(Dataset entries)
* * * * * * *
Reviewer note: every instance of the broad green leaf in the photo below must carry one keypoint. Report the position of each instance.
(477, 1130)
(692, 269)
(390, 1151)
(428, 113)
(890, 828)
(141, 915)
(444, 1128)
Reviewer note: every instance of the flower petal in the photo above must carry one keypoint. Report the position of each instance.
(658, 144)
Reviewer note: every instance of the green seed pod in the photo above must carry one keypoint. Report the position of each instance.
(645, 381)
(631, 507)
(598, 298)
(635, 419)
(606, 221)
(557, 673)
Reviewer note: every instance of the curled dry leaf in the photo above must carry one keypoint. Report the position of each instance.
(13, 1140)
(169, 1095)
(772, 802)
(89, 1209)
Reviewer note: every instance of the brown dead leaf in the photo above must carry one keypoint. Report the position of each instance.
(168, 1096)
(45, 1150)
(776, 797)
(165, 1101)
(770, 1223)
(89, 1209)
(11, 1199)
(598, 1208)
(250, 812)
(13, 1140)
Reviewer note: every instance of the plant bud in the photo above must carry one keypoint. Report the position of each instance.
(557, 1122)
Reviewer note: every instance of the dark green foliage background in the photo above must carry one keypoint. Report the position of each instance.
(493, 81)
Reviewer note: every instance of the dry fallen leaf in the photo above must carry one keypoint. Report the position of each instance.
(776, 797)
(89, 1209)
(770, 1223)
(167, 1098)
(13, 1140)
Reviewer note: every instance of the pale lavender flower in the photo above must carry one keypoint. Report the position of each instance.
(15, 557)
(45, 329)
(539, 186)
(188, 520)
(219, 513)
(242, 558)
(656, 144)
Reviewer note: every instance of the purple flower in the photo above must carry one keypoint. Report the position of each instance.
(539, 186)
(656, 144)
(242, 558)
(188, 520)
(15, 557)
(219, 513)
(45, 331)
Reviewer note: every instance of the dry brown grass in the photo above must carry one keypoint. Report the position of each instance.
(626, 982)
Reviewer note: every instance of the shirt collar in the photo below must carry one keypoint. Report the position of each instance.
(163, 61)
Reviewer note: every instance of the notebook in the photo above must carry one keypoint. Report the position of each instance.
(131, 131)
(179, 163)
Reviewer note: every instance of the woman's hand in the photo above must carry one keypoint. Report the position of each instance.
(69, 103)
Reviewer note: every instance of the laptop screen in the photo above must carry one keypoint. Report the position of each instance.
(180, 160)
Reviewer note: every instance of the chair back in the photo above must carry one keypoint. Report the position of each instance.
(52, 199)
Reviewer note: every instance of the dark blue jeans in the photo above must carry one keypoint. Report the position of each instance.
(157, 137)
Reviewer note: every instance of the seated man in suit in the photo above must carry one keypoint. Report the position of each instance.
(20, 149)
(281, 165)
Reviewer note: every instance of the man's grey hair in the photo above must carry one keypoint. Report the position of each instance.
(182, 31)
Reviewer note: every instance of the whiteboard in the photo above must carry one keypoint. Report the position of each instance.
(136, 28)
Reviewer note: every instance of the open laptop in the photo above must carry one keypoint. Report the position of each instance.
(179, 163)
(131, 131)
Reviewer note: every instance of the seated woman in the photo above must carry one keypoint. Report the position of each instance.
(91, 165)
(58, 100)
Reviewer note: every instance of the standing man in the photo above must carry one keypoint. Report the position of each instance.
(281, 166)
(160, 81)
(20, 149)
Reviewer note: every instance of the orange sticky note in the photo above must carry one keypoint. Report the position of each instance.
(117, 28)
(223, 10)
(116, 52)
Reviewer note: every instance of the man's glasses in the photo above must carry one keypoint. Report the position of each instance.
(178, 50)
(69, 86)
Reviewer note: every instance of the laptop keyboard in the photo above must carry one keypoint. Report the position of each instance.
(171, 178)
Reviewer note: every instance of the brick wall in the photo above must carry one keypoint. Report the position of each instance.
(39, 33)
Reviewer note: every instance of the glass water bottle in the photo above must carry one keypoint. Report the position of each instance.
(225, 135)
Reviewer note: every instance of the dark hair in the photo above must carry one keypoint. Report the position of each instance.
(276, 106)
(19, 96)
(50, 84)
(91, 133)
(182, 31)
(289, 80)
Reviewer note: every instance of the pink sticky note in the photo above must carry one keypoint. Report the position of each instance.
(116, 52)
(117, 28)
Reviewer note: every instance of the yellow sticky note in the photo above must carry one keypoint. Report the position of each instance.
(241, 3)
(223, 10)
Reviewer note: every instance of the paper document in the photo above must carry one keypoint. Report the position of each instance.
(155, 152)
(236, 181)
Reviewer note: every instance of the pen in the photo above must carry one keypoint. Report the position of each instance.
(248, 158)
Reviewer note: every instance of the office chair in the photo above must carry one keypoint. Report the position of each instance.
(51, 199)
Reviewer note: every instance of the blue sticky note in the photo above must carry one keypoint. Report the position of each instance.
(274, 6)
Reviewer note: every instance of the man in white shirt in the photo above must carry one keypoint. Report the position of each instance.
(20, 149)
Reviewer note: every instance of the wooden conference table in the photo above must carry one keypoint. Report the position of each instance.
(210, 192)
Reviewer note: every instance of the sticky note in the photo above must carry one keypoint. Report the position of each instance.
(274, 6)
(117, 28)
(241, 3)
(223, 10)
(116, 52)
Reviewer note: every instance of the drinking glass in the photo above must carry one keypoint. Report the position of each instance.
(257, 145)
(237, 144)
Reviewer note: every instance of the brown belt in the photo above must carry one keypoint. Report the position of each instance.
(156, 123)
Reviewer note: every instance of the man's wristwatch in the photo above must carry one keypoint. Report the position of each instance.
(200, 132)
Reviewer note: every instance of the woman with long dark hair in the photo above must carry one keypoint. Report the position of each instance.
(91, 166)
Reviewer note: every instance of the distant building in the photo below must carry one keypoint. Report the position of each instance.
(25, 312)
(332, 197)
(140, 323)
* * * * * * *
§ **Exercise instructions**:
Copy exactly. The range runs from the line containing "Reviewer note: every instance of the drinking" through the last line of the data.

§ **Exercise output**:
Reviewer note: every instance of the drinking glass in the photo above must carry one keypoint. Report the position of each instance.
(257, 145)
(237, 144)
Reviewer note: every instance of the brown belt in the photo above must carry one keypoint. Report the position of each instance.
(156, 123)
Reviewer note: every instance of the man's wristwatch in the photo above must carry one keypoint. Report the position of each instance.
(200, 132)
Reviewer note: every instance of the woman with long dark hair in the photo above must carry one keypoint. Report the position of each instance.
(91, 166)
Reviewer note: every instance of the distant building in the photo below must carry one keypoint. Report the position of each instance.
(25, 312)
(332, 197)
(140, 323)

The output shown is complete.